Task: Set down the data below line for line, without changing anything.

** BEGIN Data for this exercise **

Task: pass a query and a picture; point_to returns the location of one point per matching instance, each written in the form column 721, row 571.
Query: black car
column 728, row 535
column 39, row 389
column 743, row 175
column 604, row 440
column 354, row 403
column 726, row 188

** END Data for this exercise **

Final answer:
Task: pass a query and a picture; point_to returns the location of one point per matching instance, each written in the form column 721, row 571.
Query: black car
column 728, row 535
column 39, row 389
column 743, row 175
column 604, row 440
column 354, row 403
column 726, row 188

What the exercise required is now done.